--- READING TEXT ---
- - -

I got #5!!! It feels so obvious now.

If you need help on the second part of 5: reverse the order of the letters under the correct columns. For example, MOOD becomes MODO. Then figure out the rest. The green letter is a hint.


----------



## photographiti

i'm stuck on 4


----------



## thebeginning

yeah its a toughy!

*NO MORE HINTS PLEASE!* (although unimaxium your action was honorable, and i thank you for that )

if you want a hint ask someone in a PM.


----------



## Unimaxium

Ok seven is kind of a doozy, but I feel close to the answer...


----------



## Meysha

OMG I feel so stoopid next to everyone here whinging about clue 5. I'm stuck on the stupid wizard of Oz clue #3!!! Can someone help me out a little bit. I read the forum on the site but it was no help.
I think it's got something to do with Open and Not  but how????


----------



## Unimaxium

I'm so stuck between 7 and 8. I got the images, and deciphered the code, but now I'm at a page listing the virtues and sins and I don't know what to do.

And meysha, if you need a hint you can pm me.


----------



## tr0gd0o0r

i'm still on #2   ;(


----------



## LittleMan

I accidentally went from #2 to #4


----------



## mentos_007

how come Little Man?? are you so brilliant or there was some kind of time  hole


----------



## Unimaxium

I think I saw someone else who skipped from 2 to 4 on another forum that I found through google when I was looking for help. Although I am still not sure how you get that answer from the hints that are on page 2


----------



## LittleMan

Unimaxium said:
			
		

> Although I am still not sure how you get that answer from the hints that are on page 2


PM me the answer of #2

the answer that I thought was the answer to #2 brought me to #4..... oh well... lol

I'm still trying to figure out #5
I've gotten to the second part of #5 but I'm still trying to figure out the rest of it.

- - -

--- WHAT TO PRODUCE ---
Reproduce word for word the part of the forum thread that opens with the words "PM me the answer" and closes with "rest of it.".

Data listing
- - -

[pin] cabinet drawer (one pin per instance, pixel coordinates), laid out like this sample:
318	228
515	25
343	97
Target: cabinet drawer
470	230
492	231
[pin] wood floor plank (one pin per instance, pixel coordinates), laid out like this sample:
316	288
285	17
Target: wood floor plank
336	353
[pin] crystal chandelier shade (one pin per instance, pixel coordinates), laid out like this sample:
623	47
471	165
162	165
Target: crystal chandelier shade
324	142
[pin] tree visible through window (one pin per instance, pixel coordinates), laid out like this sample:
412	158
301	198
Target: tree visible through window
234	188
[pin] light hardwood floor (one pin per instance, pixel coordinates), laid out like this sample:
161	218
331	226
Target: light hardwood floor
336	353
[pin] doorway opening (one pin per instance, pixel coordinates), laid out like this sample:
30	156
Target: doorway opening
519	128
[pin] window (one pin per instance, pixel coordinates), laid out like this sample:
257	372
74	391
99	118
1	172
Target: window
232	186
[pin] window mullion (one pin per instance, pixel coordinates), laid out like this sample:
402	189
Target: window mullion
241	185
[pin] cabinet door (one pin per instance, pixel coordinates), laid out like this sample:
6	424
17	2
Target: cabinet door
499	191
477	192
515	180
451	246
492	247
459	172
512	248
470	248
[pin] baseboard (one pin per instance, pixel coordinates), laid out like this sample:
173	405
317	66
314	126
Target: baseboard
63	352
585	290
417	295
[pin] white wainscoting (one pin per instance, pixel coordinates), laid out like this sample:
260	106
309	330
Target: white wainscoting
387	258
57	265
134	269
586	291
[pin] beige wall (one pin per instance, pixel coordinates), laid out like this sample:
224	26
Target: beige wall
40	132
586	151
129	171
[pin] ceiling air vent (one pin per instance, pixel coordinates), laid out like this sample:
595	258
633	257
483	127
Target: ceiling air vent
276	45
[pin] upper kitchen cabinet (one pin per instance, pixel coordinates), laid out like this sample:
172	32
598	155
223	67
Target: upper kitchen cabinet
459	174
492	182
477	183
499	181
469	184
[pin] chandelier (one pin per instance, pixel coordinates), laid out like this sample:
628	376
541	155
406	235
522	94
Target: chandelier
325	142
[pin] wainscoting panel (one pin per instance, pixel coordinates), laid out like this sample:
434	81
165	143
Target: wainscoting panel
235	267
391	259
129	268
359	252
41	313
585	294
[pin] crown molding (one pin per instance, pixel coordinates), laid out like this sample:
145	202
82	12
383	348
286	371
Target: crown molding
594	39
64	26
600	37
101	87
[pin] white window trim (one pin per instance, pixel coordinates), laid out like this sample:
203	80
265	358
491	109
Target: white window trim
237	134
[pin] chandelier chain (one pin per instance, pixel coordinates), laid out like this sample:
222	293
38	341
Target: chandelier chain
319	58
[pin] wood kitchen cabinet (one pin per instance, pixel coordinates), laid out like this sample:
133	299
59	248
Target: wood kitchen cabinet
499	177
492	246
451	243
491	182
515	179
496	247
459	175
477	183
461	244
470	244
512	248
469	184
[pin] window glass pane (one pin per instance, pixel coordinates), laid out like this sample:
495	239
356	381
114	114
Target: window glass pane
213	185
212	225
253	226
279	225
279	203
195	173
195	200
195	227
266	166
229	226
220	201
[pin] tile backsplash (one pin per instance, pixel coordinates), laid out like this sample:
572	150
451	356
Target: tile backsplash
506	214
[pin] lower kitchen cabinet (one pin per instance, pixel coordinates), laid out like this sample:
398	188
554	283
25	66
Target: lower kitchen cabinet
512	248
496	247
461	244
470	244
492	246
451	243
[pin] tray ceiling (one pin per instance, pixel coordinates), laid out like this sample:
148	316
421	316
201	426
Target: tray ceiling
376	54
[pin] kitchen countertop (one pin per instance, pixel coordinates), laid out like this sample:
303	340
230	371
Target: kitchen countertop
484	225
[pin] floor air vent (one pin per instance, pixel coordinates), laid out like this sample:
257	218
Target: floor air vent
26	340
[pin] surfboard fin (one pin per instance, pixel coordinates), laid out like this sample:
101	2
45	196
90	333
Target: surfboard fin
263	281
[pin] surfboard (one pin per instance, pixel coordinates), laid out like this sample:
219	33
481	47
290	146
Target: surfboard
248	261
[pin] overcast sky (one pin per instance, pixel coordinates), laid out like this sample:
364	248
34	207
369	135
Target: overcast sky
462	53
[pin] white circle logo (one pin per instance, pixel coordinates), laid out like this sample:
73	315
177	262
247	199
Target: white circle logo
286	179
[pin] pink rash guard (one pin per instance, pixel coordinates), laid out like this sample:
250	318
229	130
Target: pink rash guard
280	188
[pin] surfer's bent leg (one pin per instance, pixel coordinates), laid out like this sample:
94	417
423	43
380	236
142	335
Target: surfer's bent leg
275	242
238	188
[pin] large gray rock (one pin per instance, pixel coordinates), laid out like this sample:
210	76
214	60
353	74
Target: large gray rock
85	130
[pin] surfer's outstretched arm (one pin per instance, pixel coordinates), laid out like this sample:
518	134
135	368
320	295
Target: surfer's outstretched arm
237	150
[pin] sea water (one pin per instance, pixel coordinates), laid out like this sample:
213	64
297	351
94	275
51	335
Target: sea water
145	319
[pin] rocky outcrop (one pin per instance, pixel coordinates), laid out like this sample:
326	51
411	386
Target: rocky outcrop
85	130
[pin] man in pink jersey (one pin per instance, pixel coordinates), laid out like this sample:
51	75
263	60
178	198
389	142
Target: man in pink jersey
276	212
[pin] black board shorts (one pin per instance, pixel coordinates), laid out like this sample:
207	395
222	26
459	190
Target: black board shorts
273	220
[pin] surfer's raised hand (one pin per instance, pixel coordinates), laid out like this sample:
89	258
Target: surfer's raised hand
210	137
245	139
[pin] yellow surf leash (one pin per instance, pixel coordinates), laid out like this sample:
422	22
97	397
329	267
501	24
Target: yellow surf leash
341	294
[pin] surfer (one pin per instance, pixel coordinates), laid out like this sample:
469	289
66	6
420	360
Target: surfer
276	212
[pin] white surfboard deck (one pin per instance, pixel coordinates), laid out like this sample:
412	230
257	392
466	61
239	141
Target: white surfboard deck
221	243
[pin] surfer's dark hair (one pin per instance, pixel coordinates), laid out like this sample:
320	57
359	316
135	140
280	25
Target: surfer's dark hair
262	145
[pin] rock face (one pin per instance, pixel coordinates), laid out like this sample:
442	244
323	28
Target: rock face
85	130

- - -

--- EXERCISE RESPONSE ---
PM me the answer of #2

the answer that I thought was the answer to #2 brought me to #4..... oh well... lol

I'm still trying to figure out #5
I've gotten to the second part of #5 but I'm still trying to figure out the rest of it.